(Dataset items)
# # # # # # #

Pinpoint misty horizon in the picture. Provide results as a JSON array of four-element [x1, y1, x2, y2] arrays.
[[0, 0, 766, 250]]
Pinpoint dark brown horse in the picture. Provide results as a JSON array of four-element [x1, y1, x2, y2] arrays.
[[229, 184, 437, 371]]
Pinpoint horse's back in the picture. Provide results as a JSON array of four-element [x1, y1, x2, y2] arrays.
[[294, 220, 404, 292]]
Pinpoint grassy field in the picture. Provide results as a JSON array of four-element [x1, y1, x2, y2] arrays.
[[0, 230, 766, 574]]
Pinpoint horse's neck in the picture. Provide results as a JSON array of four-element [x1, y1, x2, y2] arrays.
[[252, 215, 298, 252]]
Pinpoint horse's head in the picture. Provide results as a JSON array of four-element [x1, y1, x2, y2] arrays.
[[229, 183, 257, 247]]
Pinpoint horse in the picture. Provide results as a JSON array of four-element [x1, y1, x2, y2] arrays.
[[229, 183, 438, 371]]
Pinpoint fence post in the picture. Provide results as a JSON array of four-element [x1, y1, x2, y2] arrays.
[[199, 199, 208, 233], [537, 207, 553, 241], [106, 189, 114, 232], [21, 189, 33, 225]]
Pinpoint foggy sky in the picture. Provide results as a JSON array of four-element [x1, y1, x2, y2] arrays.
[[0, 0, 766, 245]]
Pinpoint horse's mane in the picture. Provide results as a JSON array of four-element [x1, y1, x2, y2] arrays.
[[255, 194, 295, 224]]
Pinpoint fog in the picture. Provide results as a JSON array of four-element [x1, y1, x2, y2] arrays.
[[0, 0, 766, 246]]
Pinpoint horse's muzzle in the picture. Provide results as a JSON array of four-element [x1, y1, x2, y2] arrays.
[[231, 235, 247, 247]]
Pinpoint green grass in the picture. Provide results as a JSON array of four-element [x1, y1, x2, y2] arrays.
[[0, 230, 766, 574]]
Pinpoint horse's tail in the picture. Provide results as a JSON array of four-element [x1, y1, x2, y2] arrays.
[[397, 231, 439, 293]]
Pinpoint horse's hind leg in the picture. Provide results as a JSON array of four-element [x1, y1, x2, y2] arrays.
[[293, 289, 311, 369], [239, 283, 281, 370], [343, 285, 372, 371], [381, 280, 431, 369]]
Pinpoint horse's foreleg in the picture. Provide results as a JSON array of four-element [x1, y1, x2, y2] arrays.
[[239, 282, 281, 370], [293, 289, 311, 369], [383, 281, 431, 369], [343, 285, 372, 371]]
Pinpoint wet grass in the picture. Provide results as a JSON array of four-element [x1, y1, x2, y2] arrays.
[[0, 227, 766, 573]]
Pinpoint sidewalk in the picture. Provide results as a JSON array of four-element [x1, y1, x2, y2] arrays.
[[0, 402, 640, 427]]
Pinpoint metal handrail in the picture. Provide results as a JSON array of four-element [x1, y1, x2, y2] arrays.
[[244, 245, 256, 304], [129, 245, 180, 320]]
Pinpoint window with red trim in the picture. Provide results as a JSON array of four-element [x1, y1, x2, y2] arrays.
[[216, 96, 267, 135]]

# # # # # # #

• Exercise requirements: Arrange the items from the very first line through the line containing "[[294, 220, 404, 292]]", inclusive, as a Markdown table with the columns Row and Entry. Put a running row number in Row and the full line in Entry, and omit any blank lines.

• Written answer:
| Row | Entry |
|---|---|
| 1 | Pinpoint misty horizon in the picture. Provide results as a JSON array of four-element [x1, y1, x2, y2] arrays. |
| 2 | [[0, 0, 766, 250]] |
| 3 | Pinpoint dark brown horse in the picture. Provide results as a JSON array of four-element [x1, y1, x2, y2] arrays. |
| 4 | [[229, 184, 437, 371]] |
| 5 | Pinpoint horse's back in the picture. Provide results as a JSON array of four-element [x1, y1, x2, y2] arrays. |
| 6 | [[294, 220, 404, 292]] |